• Task: Translate this sentence from the repository description into Spanish: "Sometimes analysis decisions were made based on descriptive graphs of the data."

This repository contains files and pipeline for 'Colorectal cancer risk stratification using a polygenic risk score in symptomatic primary care patients – a UK Biobank retrospective cohort study'.
Doi: https://doi.org/10.1038/s41431-024-01654-3
analysis.R contains all the code used for the analysis. It mostly runs on R version 4.1.1.
It's split into the following sections. Some sections require files as input (often hosted securely on UKBB and can't be shared publicly - for reproducibility, I've tried to describe relevant details of these files e.g. column headers in code annotations). Sometimes analysis decisions were made based on descriptive graphs of the data. In summary, the code isn't designed to run from beginning to end non-stop & will need adapting if applied to different datasets.
Contents:
- Identify a list of CRC symptoms
- Find UKBB participants with symptoms and make a table of earliest symptom for each participant
- Find earliest occurence of CRC for participants (identify cases & controls) and remove participants with hereditary syndromes increasing risk of CRC.
- Add all lifestyle/symptom/health variables to participant data frame
- Check case/control numbers by ancestry. Analysis continued with only European cohort due to case numbers and unrelated individuals to avoid bias.
- Generate the polygenic risk score for all participants and work out quintiles
- Split cohort 80:20 into training and testing groups for validation. Stratify both testing & training cohorts by age and sex.
- In training cohort: Logistic regression analysis to find variables associated with case or control groups.

• Data for analysis:
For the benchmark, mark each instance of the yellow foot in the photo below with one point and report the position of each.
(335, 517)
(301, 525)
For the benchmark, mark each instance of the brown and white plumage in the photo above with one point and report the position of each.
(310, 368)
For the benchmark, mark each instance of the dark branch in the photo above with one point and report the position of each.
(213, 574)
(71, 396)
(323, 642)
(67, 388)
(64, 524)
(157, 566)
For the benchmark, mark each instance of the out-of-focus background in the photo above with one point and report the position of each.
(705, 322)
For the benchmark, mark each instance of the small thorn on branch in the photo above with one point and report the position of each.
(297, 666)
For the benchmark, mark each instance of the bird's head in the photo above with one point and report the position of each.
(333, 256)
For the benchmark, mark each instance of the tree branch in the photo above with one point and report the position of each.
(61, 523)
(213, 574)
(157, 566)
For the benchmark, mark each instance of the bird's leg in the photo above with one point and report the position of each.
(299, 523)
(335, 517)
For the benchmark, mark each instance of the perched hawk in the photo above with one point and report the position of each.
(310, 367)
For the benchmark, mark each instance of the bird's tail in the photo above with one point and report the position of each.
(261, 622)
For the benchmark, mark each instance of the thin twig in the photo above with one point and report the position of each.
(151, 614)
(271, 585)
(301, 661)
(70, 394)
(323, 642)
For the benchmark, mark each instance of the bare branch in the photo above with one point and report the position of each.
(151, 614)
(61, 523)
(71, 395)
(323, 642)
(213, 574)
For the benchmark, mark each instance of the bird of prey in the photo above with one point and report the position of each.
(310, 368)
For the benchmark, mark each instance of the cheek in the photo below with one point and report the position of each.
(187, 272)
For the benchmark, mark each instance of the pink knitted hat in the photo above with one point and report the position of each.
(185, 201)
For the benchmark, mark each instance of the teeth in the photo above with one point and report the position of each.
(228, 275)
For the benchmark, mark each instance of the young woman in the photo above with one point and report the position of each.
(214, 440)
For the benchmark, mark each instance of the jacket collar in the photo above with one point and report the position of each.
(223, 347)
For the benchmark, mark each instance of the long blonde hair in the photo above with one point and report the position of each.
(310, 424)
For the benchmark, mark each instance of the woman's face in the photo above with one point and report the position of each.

• Exercise result: A veces, las decisiones del análisis se tomaron con base en gráficos descriptivos de los datos.